** start Information supplied **

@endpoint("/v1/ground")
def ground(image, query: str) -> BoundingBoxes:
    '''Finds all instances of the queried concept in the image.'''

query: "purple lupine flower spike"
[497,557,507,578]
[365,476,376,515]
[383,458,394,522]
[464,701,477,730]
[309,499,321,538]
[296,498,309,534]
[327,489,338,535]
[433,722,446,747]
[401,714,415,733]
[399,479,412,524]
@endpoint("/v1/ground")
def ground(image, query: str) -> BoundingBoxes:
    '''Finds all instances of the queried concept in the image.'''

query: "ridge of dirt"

** end Information supplied **

=== What you will do ===
Can you rewrite the whole listing above line for line, with every bounding box coordinate shifted up by 134?

=== Result of this task ===
@endpoint("/v1/ground")
def ground(image, query: str) -> BoundingBoxes:
    '''Finds all instances of the queried concept in the image.'''

query: "purple lupine flower spike"
[631,691,641,712]
[499,610,510,649]
[517,592,528,656]
[598,835,611,864]
[443,633,455,672]
[430,632,443,668]
[461,623,472,669]
[567,856,580,881]
[535,848,549,867]
[533,613,546,658]
@endpoint("/v1/ground")
def ground(image, query: str) -> BoundingBoxes:
    '''Finds all instances of the queried concept in the image.'''

query: "ridge of dirt"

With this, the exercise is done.